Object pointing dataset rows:
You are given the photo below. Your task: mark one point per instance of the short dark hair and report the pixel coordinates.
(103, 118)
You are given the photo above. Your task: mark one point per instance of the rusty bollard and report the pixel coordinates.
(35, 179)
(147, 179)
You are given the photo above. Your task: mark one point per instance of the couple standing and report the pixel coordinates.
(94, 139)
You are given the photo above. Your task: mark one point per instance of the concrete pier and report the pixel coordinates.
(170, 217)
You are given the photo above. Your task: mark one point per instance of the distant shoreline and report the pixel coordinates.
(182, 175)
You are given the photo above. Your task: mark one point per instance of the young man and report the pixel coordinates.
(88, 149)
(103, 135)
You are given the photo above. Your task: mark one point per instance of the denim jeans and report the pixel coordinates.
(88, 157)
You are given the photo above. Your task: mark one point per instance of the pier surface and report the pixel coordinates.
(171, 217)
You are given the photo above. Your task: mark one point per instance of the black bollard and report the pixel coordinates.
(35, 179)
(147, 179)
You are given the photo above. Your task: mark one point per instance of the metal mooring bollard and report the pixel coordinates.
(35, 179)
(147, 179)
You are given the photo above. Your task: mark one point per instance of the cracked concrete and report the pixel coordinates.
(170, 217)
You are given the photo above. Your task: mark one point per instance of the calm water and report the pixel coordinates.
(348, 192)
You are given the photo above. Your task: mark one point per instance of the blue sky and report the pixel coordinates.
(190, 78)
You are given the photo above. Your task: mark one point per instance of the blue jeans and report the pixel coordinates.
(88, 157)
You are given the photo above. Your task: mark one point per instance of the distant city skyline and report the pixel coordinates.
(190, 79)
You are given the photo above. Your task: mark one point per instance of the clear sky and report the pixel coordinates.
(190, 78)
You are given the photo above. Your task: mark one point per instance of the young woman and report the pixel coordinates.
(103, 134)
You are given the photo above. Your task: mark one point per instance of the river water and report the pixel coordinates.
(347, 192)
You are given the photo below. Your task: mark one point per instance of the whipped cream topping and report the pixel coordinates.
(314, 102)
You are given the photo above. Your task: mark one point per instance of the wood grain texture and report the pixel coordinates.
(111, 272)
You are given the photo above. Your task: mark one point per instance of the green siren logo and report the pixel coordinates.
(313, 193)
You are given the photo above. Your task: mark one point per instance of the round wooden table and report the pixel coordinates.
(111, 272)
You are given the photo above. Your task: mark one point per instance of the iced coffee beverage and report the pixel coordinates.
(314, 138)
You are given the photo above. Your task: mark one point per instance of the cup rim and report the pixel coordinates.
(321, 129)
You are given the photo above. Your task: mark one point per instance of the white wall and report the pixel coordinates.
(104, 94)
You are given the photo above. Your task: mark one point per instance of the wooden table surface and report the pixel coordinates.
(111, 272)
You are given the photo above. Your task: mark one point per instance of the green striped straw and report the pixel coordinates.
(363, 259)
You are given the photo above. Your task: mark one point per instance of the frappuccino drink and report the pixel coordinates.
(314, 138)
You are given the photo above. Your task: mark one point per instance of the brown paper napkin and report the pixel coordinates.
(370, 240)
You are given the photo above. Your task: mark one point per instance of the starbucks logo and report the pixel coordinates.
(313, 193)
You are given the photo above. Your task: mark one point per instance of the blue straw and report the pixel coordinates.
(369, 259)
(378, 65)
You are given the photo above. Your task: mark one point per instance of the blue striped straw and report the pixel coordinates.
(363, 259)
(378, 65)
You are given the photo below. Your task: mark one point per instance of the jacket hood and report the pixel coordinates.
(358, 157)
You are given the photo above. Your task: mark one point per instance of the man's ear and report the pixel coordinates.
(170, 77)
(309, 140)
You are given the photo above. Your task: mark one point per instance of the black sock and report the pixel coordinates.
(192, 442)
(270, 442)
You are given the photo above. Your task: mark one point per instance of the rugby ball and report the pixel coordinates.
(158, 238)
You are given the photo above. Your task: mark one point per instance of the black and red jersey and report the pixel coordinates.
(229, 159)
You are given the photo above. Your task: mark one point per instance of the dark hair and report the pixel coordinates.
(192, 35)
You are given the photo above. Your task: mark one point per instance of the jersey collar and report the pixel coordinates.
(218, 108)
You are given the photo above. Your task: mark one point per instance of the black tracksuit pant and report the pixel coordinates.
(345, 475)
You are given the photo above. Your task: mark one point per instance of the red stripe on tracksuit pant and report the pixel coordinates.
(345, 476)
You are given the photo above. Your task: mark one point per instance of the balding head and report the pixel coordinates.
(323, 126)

Exercise details: Copy the records above exactly as they appear.

Written response:
You are given the photo below. Your task: mark one point per instance of the short dark hair and report the pixel coordinates.
(103, 118)
You are given the photo above. Your task: mark one point per instance of the rusty bollard and report the pixel coordinates.
(35, 179)
(147, 179)
You are given the photo above. Your task: mark one point per instance of the couple standing and report the pixel coordinates.
(94, 139)
You are given the photo above. Your task: mark one point per instance of the concrete pier and report the pixel coordinates.
(170, 217)
You are given the photo above. Your task: mark one point per instance of the distant shoreline and report the pixel coordinates.
(182, 175)
You are given the photo above. Your task: mark one point per instance of the young man and report the pixel coordinates.
(88, 149)
(103, 135)
You are given the photo above. Your task: mark one point per instance of the denim jeans and report the pixel coordinates.
(88, 157)
You are given the photo above. Your task: mark one point per instance of the pier surface and report the pixel coordinates.
(171, 217)
You are given the photo above. Your task: mark one point per instance of the black bollard and report the pixel coordinates.
(35, 179)
(147, 179)
You are given the photo above. Your task: mark one point per instance of the metal mooring bollard and report the pixel coordinates.
(35, 179)
(147, 179)
You are given the photo above. Your task: mark one point per instance of the cracked concrete and report the pixel coordinates.
(170, 217)
You are given the photo above. Your task: mark one point per instance of the calm water and report the pixel coordinates.
(348, 192)
You are given the photo above. Your task: mark one point per instance of the blue sky and report the pixel coordinates.
(190, 78)
You are given the photo above. Your task: mark one point per instance of the blue jeans and report the pixel coordinates.
(88, 157)
You are given the photo above. Your task: mark one point per instance of the distant city skyline and report the pixel coordinates.
(190, 79)
You are given the photo above. Your task: mark one point per instance of the clear sky and report the pixel coordinates.
(190, 78)
You are given the photo above. Your task: mark one point per instance of the young woman and report the pixel coordinates.
(103, 134)
You are given the photo above. Your task: mark one point per instance of the river water and report the pixel coordinates.
(347, 192)
You are given the photo below. Your task: mark one point per instance of the whipped cream topping and report the pixel coordinates.
(314, 102)
You are given the photo above. Your task: mark one point per instance of the wood grain texture and report the pixel coordinates.
(111, 272)
You are given the photo above. Your task: mark one point per instance of the green siren logo and report the pixel coordinates.
(313, 193)
You are given the photo above. Your task: mark one point per instance of the round wooden table and report the pixel coordinates.
(111, 272)
You are given the photo above. Your task: mark one point per instance of the iced coffee beverage and report the pixel coordinates.
(314, 138)
You are given the photo above. Your task: mark one point per instance of the cup rim and report the pixel coordinates.
(321, 129)
You are given the photo above. Your task: mark one point per instance of the white wall and report the pixel coordinates.
(104, 94)
You are given the photo above. Your task: mark one point per instance of the wooden table surface and report the pixel coordinates.
(111, 272)
You are given the photo above. Your task: mark one point per instance of the green striped straw and report the pixel coordinates.
(363, 259)
You are given the photo above. Your task: mark one point per instance of the frappuccino drink and report the pixel coordinates.
(314, 138)
You are given the photo above. Your task: mark one point per instance of the brown paper napkin and report the pixel coordinates.
(370, 240)
You are given the photo above. Your task: mark one point per instance of the starbucks logo and report the pixel coordinates.
(313, 193)
You are given the photo above. Your task: mark one point per instance of the blue straw and report the pixel coordinates.
(369, 259)
(378, 65)
You are given the photo above. Your task: mark one point per instance of the blue striped straw and report the pixel coordinates.
(363, 259)
(378, 65)
You are given the photo below. Your task: mark one point per instance of the jacket hood and report the pixel coordinates.
(358, 157)
You are given the photo above. Your task: mark one point per instance of the man's ear and report the pixel coordinates.
(170, 77)
(309, 140)
You are given the photo above. Your task: mark one point per instance of the black sock and report the pixel coordinates.
(192, 442)
(270, 442)
You are given the photo above. Your task: mark one point per instance of the rugby ball and report the pixel coordinates.
(158, 238)
You are given the photo above. Your task: mark one point per instance of the black and red jersey and report the pixel coordinates.
(229, 159)
You are given the photo above. Your task: mark one point per instance of the dark hair and report the pixel coordinates.
(192, 35)
You are given the photo above. Your task: mark one point per instance of the jersey collar and report the pixel coordinates.
(218, 108)
You are given the photo above. Your task: mark one point per instance of the black tracksuit pant and report the pixel coordinates.
(345, 475)
You are given the photo above. Your task: mark one point per instance of the red stripe on tracksuit pant and report the pixel coordinates.
(345, 476)
You are given the photo above. Your task: mark one point per instance of the balding head and report the pixel coordinates.
(323, 126)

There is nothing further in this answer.